#### [WHAT IS REQUIRED]
Set out every line of the records below as a JSON list of strings, one string per line, with blank lines dropped.

#### [RECORDED INFORMATION]

───

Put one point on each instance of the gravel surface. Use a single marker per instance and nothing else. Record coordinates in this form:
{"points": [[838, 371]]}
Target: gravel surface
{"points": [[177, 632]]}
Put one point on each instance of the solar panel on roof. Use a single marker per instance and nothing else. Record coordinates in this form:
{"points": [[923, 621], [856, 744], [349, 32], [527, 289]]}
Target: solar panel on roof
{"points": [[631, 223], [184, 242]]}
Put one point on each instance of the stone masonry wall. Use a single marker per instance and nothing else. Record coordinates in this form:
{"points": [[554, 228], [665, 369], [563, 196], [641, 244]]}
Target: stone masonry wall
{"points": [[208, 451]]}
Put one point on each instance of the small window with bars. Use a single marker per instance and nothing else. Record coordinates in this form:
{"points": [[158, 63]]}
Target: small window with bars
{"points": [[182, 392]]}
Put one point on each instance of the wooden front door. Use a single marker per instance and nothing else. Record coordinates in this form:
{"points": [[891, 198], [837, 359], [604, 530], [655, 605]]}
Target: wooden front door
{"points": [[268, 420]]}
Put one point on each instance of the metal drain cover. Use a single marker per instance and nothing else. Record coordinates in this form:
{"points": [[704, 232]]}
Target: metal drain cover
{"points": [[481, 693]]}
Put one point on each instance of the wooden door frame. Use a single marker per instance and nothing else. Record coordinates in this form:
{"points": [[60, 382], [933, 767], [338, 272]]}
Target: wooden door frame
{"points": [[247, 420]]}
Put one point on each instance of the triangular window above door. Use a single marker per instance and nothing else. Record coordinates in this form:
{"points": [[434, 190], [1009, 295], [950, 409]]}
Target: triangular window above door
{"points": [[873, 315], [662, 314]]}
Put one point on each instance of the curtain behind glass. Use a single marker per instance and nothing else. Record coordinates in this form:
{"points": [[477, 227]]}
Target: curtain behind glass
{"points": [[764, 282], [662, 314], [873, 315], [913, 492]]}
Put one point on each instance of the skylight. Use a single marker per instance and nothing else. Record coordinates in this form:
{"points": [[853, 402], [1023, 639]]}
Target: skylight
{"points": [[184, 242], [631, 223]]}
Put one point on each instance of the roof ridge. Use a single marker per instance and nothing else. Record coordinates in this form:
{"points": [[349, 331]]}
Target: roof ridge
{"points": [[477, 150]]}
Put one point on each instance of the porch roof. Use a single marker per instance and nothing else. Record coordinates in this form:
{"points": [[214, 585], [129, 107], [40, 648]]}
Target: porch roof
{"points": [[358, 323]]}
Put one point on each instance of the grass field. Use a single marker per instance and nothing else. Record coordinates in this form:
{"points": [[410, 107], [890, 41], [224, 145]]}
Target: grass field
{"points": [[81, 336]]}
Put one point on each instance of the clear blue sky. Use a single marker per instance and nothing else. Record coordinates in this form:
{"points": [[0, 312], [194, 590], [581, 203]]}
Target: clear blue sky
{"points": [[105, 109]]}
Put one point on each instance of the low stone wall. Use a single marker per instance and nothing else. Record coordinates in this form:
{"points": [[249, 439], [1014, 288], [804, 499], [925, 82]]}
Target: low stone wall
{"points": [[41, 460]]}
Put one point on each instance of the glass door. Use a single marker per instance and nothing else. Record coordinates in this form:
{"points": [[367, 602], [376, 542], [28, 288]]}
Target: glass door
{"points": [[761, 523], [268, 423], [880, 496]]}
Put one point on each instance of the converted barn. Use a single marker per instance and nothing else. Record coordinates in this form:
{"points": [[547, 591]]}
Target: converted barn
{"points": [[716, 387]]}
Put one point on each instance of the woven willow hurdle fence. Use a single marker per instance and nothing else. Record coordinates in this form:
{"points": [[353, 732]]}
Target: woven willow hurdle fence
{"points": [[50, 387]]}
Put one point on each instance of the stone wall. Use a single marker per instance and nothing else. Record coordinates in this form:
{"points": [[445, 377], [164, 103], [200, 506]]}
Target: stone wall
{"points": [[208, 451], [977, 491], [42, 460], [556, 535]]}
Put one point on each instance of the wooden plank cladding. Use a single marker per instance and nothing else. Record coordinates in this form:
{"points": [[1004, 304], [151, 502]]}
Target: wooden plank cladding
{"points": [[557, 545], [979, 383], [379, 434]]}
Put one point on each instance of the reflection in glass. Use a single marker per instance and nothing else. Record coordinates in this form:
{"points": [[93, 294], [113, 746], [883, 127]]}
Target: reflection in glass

───

#### [ANSWER TO THE TASK]
[
  "Put one point on each instance of the gravel surface. Use a single marker per instance and nothing else. Record coordinates in this form:",
  "{\"points\": [[838, 371]]}",
  "Target: gravel surface",
  "{\"points\": [[177, 632]]}",
  "Put one point on each instance of the solar panel on roof. Use a single marker per instance and nothing else. Record coordinates in this form:",
  "{\"points\": [[923, 621], [856, 744], [349, 32], [527, 289]]}",
  "Target: solar panel on roof",
  "{\"points\": [[631, 223], [184, 242]]}",
  "Put one point on each instance of the stone masonry wall. Use a single marker per instance and nothing else. Record coordinates in this form:",
  "{\"points\": [[554, 228], [665, 369], [563, 196], [641, 244]]}",
  "Target: stone masonry wall",
  "{\"points\": [[208, 451]]}",
  "Put one point on each instance of the small window with bars. Use a single marker per instance and nothing else. Record coordinates in this form:",
  "{\"points\": [[158, 63]]}",
  "Target: small window with bars",
  "{\"points\": [[182, 392]]}",
  "Put one point on each instance of the wooden front door. Use a single marker per instance and nothing else. Record coordinates in this form:",
  "{\"points\": [[891, 198], [837, 359], [604, 530], [655, 605]]}",
  "Target: wooden front door",
  "{\"points\": [[268, 420]]}",
  "Put one point on each instance of the metal drain cover. Use a single marker per instance and nothing else. Record coordinates in this form:",
  "{\"points\": [[704, 232]]}",
  "Target: metal drain cover",
  "{\"points\": [[481, 693]]}",
  "Put one point on each instance of the wooden door frame. Use a single marker per instance and nothing else. Record coordinates in this form:",
  "{\"points\": [[60, 382], [933, 767], [338, 272]]}",
  "Target: wooden door frame",
  "{\"points\": [[247, 420]]}",
  "Put one point on each instance of the triangular window above door. Use a single marker per instance and nothing else. Record coordinates in this form:",
  "{\"points\": [[434, 190], [1009, 295], [950, 409]]}",
  "Target: triangular window above door",
  "{\"points\": [[873, 315], [662, 314]]}",
  "Put one point on each instance of the curtain behind glass. Use a single marker per instance and nothing else. Record coordinates in this form:",
  "{\"points\": [[477, 227]]}",
  "Target: curtain behind glass",
  "{\"points\": [[764, 282], [662, 314], [873, 315], [913, 492]]}",
  "Put one point on each instance of the skylight. Use a single marker per instance and nothing else. Record coordinates in this form:",
  "{\"points\": [[853, 402], [1023, 639]]}",
  "Target: skylight",
  "{\"points\": [[184, 242], [631, 223]]}",
  "Put one point on each instance of the roof ridge. Use a single marker per instance and nothing else. Record coordinates in this form:",
  "{\"points\": [[349, 331]]}",
  "Target: roof ridge",
  "{\"points\": [[477, 150]]}",
  "Put one point on each instance of the porch roof. Use a single marker per instance and nothing else. Record coordinates in this form:",
  "{\"points\": [[214, 585], [129, 107], [40, 648]]}",
  "Target: porch roof",
  "{\"points\": [[358, 323]]}",
  "Put one point on each instance of the grass field. Use a single marker per instance and nothing else. Record coordinates in this form:",
  "{\"points\": [[410, 107], [890, 41], [224, 145]]}",
  "Target: grass field",
  "{\"points\": [[81, 336]]}",
  "Put one point on each instance of the clear blue sky. Use a single marker per instance and nothing else. Record coordinates in this form:",
  "{\"points\": [[0, 312], [194, 590], [581, 203]]}",
  "Target: clear blue sky",
  "{\"points\": [[105, 109]]}",
  "Put one point on each instance of the low stone wall. Use a single marker per instance and nothing else. Record coordinates in this form:",
  "{\"points\": [[249, 439], [1014, 288], [804, 499], [925, 82]]}",
  "Target: low stone wall",
  "{\"points\": [[41, 460]]}",
  "Put one point on each instance of the glass door. Use a single marker per instance and nothing else. Record coordinates in this form:",
  "{\"points\": [[367, 602], [376, 542], [28, 288]]}",
  "Target: glass door",
  "{\"points\": [[761, 523], [268, 423], [880, 496]]}",
  "Put one point on each instance of the converted barn. Use a single marker per instance and nothing else. Record coordinates in this form:",
  "{\"points\": [[547, 591]]}",
  "Target: converted barn",
  "{\"points\": [[716, 387]]}",
  "Put one point on each instance of the woven willow hurdle fence. Use a single marker per instance and nothing else. Record coordinates in this form:",
  "{\"points\": [[353, 732]]}",
  "Target: woven willow hurdle fence",
  "{\"points\": [[50, 387]]}",
  "Put one point on each instance of the stone wall. Use a single marker per instance and nothing else. Record coordinates in this form:",
  "{\"points\": [[445, 377], [164, 103], [200, 506]]}",
  "Target: stone wall",
  "{\"points\": [[208, 451], [977, 491], [42, 460], [556, 535]]}",
  "Put one point on each instance of the wooden plank cladding. Use a single marker per instance and nothing else. Record coordinates in this form:",
  "{\"points\": [[1004, 304], [151, 502]]}",
  "Target: wooden plank cladding",
  "{\"points\": [[557, 545], [979, 383], [379, 434]]}",
  "Put one point on each instance of the reflection in glass. Use a single marker per instance and nothing else. Record coordinates in this form:",
  "{\"points\": [[93, 294], [113, 746], [883, 127]]}",
  "Target: reflection in glass"
]